Repeat every line from the first one through the line containing "197 222 L 201", both included, and include the requests. In the answers, multiply every number (the viewBox dimensions and the point coordinates) by 1.2 and round to whole numbers, rounding halves up. Leave the numbers in the requests and their format sample unchanged.

----------------------------------------

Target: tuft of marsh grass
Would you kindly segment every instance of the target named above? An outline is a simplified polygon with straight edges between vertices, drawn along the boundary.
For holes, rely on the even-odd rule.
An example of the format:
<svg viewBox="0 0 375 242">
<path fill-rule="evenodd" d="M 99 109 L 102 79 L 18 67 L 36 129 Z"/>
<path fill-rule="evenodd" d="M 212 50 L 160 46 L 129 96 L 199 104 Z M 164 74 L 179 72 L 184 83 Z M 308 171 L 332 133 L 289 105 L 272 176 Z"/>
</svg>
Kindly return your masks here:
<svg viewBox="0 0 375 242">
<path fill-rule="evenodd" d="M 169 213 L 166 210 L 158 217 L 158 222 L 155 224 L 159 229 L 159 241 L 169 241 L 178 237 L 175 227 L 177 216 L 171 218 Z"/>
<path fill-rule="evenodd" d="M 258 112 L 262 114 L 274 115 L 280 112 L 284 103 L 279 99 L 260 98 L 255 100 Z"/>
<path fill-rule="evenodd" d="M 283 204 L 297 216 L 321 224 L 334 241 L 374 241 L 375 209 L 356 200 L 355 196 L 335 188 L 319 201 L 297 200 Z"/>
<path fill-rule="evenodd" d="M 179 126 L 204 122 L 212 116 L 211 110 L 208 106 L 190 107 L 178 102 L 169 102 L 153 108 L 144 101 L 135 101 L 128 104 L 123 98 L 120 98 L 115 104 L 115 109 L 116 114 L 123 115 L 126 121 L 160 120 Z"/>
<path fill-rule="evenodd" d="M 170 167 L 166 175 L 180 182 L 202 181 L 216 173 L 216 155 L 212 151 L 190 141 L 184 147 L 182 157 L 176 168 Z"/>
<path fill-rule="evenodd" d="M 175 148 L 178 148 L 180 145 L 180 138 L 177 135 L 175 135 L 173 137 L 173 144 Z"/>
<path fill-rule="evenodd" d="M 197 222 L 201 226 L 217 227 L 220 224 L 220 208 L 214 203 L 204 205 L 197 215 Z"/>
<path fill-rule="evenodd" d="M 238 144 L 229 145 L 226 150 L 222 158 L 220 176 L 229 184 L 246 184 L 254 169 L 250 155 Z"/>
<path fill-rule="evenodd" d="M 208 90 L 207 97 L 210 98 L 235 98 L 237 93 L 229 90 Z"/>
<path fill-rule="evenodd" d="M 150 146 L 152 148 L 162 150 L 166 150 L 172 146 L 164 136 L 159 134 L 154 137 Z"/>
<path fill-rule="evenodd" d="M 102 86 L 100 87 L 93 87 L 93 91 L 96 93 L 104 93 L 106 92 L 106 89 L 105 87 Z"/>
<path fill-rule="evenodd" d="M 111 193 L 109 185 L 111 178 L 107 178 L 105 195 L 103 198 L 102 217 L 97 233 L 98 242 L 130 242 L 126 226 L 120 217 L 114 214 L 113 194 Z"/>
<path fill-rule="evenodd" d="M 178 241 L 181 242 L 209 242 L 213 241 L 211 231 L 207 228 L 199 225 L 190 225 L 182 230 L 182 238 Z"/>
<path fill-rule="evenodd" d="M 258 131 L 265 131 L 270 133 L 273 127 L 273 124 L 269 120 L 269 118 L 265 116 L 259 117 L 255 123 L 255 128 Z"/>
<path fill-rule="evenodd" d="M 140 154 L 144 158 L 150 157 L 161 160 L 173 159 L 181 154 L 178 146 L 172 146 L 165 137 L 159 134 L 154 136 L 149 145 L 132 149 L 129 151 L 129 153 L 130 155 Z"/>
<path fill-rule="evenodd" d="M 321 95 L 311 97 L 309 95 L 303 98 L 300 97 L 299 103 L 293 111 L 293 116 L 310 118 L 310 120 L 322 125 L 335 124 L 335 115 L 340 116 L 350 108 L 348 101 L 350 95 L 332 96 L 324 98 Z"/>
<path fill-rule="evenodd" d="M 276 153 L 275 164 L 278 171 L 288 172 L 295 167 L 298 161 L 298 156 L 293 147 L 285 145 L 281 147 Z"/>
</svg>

----------------------------------------

▶ _COMPLETE OUTPUT_
Target: tuft of marsh grass
Would you kindly segment every instance of the target named above? An outline is a simplified polygon with straight edges between vertices, drawn along the boundary.
For holes, rely on the even-odd rule.
An example of the format:
<svg viewBox="0 0 375 242">
<path fill-rule="evenodd" d="M 99 109 L 102 79 L 18 67 L 36 129 Z"/>
<path fill-rule="evenodd" d="M 212 50 L 160 46 L 129 96 L 199 104 Z M 164 74 L 179 72 L 184 83 Z M 308 171 L 332 133 L 289 105 L 272 176 Z"/>
</svg>
Kindly return your masks here:
<svg viewBox="0 0 450 290">
<path fill-rule="evenodd" d="M 203 256 L 199 252 L 190 260 L 190 266 L 186 269 L 191 275 L 191 289 L 203 289 L 214 284 L 210 272 L 212 259 L 205 262 Z"/>
<path fill-rule="evenodd" d="M 310 134 L 314 137 L 329 138 L 336 134 L 341 124 L 335 119 L 312 118 L 306 120 Z"/>
<path fill-rule="evenodd" d="M 340 245 L 356 259 L 385 269 L 401 289 L 449 289 L 450 251 L 427 240 L 426 235 L 402 226 L 383 241 L 356 240 Z"/>
<path fill-rule="evenodd" d="M 215 151 L 245 146 L 254 139 L 253 132 L 250 127 L 228 128 L 214 122 L 203 122 L 184 130 L 173 121 L 162 121 L 154 125 L 148 118 L 144 118 L 138 125 L 138 131 L 139 137 L 148 138 L 151 145 L 192 144 Z"/>
<path fill-rule="evenodd" d="M 204 200 L 199 210 L 216 218 L 242 217 L 259 208 L 259 186 L 254 181 L 228 169 L 221 176 L 218 188 L 211 202 Z"/>
<path fill-rule="evenodd" d="M 210 178 L 214 178 L 216 174 L 216 166 L 212 162 L 210 162 L 208 164 L 208 173 Z"/>
<path fill-rule="evenodd" d="M 236 266 L 241 271 L 260 272 L 264 269 L 264 250 L 257 244 L 245 246 L 236 258 Z"/>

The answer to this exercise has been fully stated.